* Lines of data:
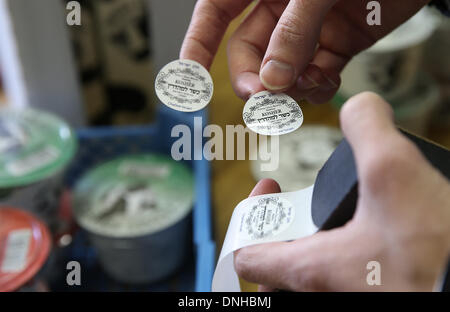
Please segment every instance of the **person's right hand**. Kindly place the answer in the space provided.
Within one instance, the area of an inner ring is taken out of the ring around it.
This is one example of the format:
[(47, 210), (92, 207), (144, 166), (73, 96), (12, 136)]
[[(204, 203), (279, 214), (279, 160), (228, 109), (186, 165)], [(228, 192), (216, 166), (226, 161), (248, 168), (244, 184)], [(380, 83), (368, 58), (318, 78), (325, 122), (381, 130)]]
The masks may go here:
[[(239, 249), (236, 272), (266, 291), (431, 291), (450, 255), (449, 181), (398, 131), (379, 96), (354, 96), (340, 116), (359, 181), (353, 219)], [(277, 192), (275, 181), (262, 180), (251, 196)], [(380, 264), (379, 286), (367, 282), (371, 261)]]
[[(199, 0), (180, 53), (209, 68), (228, 24), (251, 0)], [(381, 26), (369, 26), (364, 0), (260, 0), (228, 46), (231, 81), (246, 100), (265, 89), (325, 102), (360, 51), (429, 0), (378, 0)]]

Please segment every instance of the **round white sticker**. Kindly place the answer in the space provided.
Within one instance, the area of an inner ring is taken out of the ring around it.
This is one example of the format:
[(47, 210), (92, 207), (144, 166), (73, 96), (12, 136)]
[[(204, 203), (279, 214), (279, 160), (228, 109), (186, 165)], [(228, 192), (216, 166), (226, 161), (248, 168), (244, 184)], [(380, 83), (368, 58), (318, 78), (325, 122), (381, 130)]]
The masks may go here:
[(250, 130), (262, 135), (282, 135), (297, 130), (303, 113), (293, 98), (283, 93), (262, 91), (245, 104), (244, 122)]
[(275, 236), (289, 227), (294, 211), (289, 201), (278, 196), (256, 200), (241, 216), (239, 235), (246, 240)]
[(182, 112), (195, 112), (209, 104), (213, 82), (209, 72), (191, 60), (173, 61), (156, 76), (155, 90), (165, 105)]

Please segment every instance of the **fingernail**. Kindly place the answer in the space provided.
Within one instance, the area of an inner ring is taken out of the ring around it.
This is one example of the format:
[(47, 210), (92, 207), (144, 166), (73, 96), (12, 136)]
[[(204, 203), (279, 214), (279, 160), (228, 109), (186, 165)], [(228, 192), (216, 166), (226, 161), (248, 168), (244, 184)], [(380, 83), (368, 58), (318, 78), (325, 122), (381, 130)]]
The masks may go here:
[(308, 74), (303, 74), (300, 76), (297, 82), (297, 88), (300, 91), (307, 91), (315, 89), (319, 86), (319, 84)]
[(271, 60), (261, 70), (260, 79), (267, 89), (281, 90), (292, 85), (295, 70), (289, 64)]
[(325, 75), (325, 74), (323, 74), (323, 75), (324, 75), (325, 79), (327, 79), (328, 82), (330, 83), (330, 86), (331, 86), (330, 89), (336, 89), (336, 88), (338, 87), (337, 83), (334, 82), (333, 80), (331, 80), (330, 77), (328, 77), (328, 76)]

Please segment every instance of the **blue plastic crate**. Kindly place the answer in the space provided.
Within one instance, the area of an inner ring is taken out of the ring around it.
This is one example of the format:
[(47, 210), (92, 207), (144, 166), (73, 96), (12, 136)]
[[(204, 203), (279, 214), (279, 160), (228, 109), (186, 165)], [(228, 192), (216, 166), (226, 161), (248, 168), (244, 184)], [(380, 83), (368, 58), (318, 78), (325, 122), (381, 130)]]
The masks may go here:
[[(174, 125), (185, 124), (193, 133), (194, 117), (202, 117), (206, 124), (206, 111), (180, 114), (162, 109), (158, 123), (152, 126), (100, 127), (77, 131), (78, 153), (68, 169), (66, 182), (72, 186), (76, 180), (95, 165), (129, 153), (161, 153), (170, 155)], [(110, 280), (99, 268), (95, 251), (89, 246), (85, 235), (75, 236), (70, 251), (72, 260), (80, 260), (89, 273), (88, 289), (98, 291), (210, 291), (215, 264), (215, 243), (212, 239), (210, 207), (210, 165), (206, 160), (186, 161), (195, 178), (195, 203), (192, 213), (193, 261), (176, 276), (153, 285), (133, 287)], [(90, 278), (90, 280), (89, 280)]]

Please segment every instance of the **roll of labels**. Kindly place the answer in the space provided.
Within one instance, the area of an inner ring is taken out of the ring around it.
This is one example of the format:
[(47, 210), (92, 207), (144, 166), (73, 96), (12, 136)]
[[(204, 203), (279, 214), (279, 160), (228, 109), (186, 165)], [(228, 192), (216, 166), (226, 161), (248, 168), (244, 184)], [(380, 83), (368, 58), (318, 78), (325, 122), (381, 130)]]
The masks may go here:
[[(166, 65), (155, 81), (156, 93), (172, 109), (194, 112), (210, 102), (212, 78), (199, 63), (177, 60)], [(283, 135), (303, 123), (300, 106), (286, 94), (262, 91), (243, 110), (245, 124), (262, 135)], [(450, 151), (404, 132), (431, 164), (450, 179)], [(213, 291), (240, 291), (233, 252), (251, 245), (291, 241), (318, 231), (343, 226), (356, 209), (358, 178), (355, 160), (343, 139), (319, 171), (314, 185), (305, 189), (254, 196), (234, 209), (213, 276)], [(450, 262), (437, 290), (450, 291)]]
[[(450, 151), (404, 133), (428, 161), (450, 179)], [(319, 171), (314, 185), (289, 193), (265, 194), (240, 202), (231, 217), (214, 273), (213, 291), (240, 291), (233, 252), (247, 246), (290, 241), (343, 226), (358, 198), (355, 161), (344, 139)], [(450, 291), (450, 262), (436, 290)]]

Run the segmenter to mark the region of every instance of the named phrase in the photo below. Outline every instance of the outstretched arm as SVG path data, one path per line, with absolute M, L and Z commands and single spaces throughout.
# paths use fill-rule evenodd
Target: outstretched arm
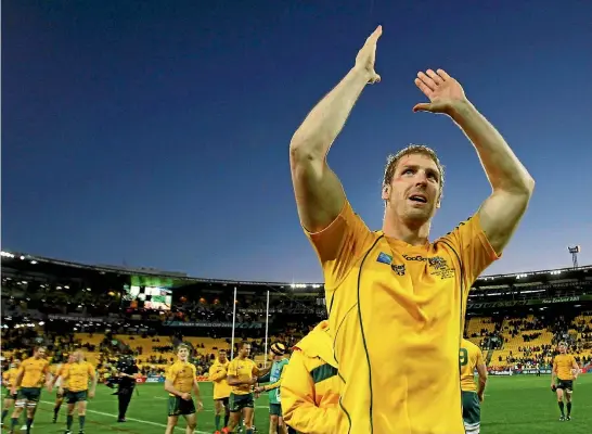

* Required work:
Write out the listing again, substituting "circular white label" for every "round white sticker" and changing nothing else. Leave the pictures out of your answer.

* Full solution:
Please segment every instance of the **person's right hand**. Kindly place the answer in the space provided.
Within one instance, the area of an inner ring is taken out of the ring around it.
This is one example of the format:
[(47, 210), (92, 207), (144, 166), (73, 96), (12, 136)]
[[(204, 203), (279, 214), (279, 160), (228, 109), (186, 165)], [(228, 192), (216, 166), (226, 161), (248, 168), (244, 184)], [(380, 83), (368, 58), (318, 78), (325, 122), (381, 130)]]
The masks may go here:
[[(239, 249), (236, 272), (266, 291), (431, 291), (450, 255), (449, 181), (398, 131), (379, 96), (354, 96), (340, 116), (359, 181), (353, 219)], [(277, 192), (275, 181), (262, 180), (251, 196)], [(380, 264), (379, 286), (367, 282), (371, 261)]]
[[(199, 0), (180, 53), (209, 68), (228, 24), (251, 0)], [(381, 26), (369, 26), (364, 0), (260, 0), (228, 46), (231, 81), (246, 100), (265, 89), (325, 102), (360, 51), (429, 0), (378, 0)]]

Please segment every instance of the **circular white label**. Kindly place the answer in the space provided.
Within one instance, the area of an inner ring is taken out of the ring around it.
This is one example of the format:
[(47, 210), (92, 207), (144, 166), (73, 96), (12, 136)]
[[(204, 203), (279, 214), (279, 160), (228, 109), (186, 165)], [(228, 192), (216, 166), (226, 161), (248, 168), (244, 184)], [(380, 83), (368, 58), (318, 78), (325, 122), (381, 130)]]
The masks may go here:
[(250, 130), (262, 135), (282, 135), (297, 130), (303, 113), (293, 98), (283, 93), (262, 91), (245, 104), (244, 122)]
[(275, 236), (289, 227), (294, 211), (289, 201), (278, 196), (256, 200), (241, 216), (239, 235), (246, 240)]
[(182, 112), (195, 112), (209, 104), (213, 82), (209, 72), (191, 60), (173, 61), (156, 76), (155, 90), (165, 105)]

Please segment every instance of the **fingernail**. Kindly place the answer in the space provided.
Within one instance, the area of an inner ring is taken out of the ring around it.
This is one example of the format:
[(47, 210), (92, 207), (144, 166), (73, 96), (12, 136)]
[[(204, 203), (279, 214), (279, 160), (228, 109), (186, 165)], [(228, 192), (216, 166), (226, 161), (248, 168), (244, 184)], [(380, 83), (368, 58), (318, 78), (325, 122), (381, 130)]]
The masks may go here:
[(308, 74), (303, 74), (300, 76), (297, 82), (297, 88), (300, 91), (307, 91), (315, 89), (319, 86), (319, 84)]
[(271, 60), (261, 70), (260, 79), (267, 89), (281, 90), (292, 85), (295, 70), (289, 64)]
[(325, 75), (325, 74), (323, 74), (323, 75), (324, 75), (325, 79), (327, 79), (328, 82), (330, 83), (330, 86), (331, 86), (330, 89), (336, 89), (336, 88), (338, 87), (337, 83), (334, 82), (333, 80), (331, 80), (330, 77), (328, 77), (328, 76)]

Please segment every instance of the **blue plastic crate**. Kindly place the answer in the space provided.
Within one instance, the area of an inner ring is taken out of the ring around it.
This is one example of the format:
[(47, 210), (92, 207), (144, 166), (73, 96), (12, 136)]
[[(204, 203), (279, 214), (279, 160), (228, 109), (186, 165)], [(228, 192), (216, 166), (226, 161), (248, 168), (244, 184)], [(380, 83), (368, 58), (318, 78), (325, 122), (381, 130)]]
The masks may go here:
[[(174, 125), (185, 124), (193, 133), (194, 117), (202, 117), (206, 124), (206, 111), (180, 114), (162, 109), (158, 123), (152, 126), (100, 127), (77, 131), (78, 153), (68, 169), (66, 182), (72, 186), (76, 180), (95, 165), (129, 153), (161, 153), (170, 155)], [(110, 280), (99, 268), (95, 251), (89, 246), (85, 235), (75, 236), (70, 251), (72, 260), (80, 260), (89, 273), (88, 289), (98, 291), (210, 291), (215, 264), (215, 243), (212, 239), (210, 207), (210, 165), (206, 160), (186, 161), (195, 178), (195, 203), (192, 213), (193, 261), (176, 276), (153, 285), (133, 287)], [(90, 278), (90, 280), (89, 280)]]

Please segment every instance of the **roll of labels**. Kindly place the answer in the space provided.
Within one instance, the area of an inner ring is taken out of the ring around it.
This is one example of the format:
[(47, 210), (92, 207), (144, 166), (73, 96), (12, 136)]
[[(204, 203), (279, 214), (279, 160), (228, 109), (186, 165)], [(228, 192), (216, 166), (226, 161), (248, 168), (244, 184)], [(380, 83), (368, 58), (318, 78), (325, 122), (381, 130)]]
The masks may go here:
[[(166, 65), (155, 81), (156, 93), (172, 109), (194, 112), (210, 102), (212, 78), (199, 63), (177, 60)], [(283, 135), (303, 123), (300, 106), (286, 94), (262, 91), (243, 110), (245, 124), (262, 135)], [(450, 151), (404, 132), (431, 164), (450, 179)], [(213, 291), (240, 291), (233, 252), (251, 245), (291, 241), (318, 231), (343, 226), (356, 209), (358, 178), (355, 160), (343, 139), (319, 171), (314, 185), (305, 189), (254, 196), (234, 209), (213, 276)], [(450, 262), (437, 290), (450, 291)]]
[[(450, 151), (404, 133), (428, 161), (450, 179)], [(319, 171), (314, 185), (289, 193), (265, 194), (240, 202), (231, 217), (214, 273), (213, 291), (240, 291), (233, 252), (247, 246), (290, 241), (343, 226), (358, 198), (355, 161), (344, 139)], [(450, 291), (450, 262), (436, 290)]]

Run the segmenter to mark the region of every instance of the named phrase in the photo below. Outline every instance of the outstretched arm as SVG path data, one path per line, with absolute M, L and Z commands and single spaces throughout.
# paths use fill-rule evenodd
Target: outstretched arm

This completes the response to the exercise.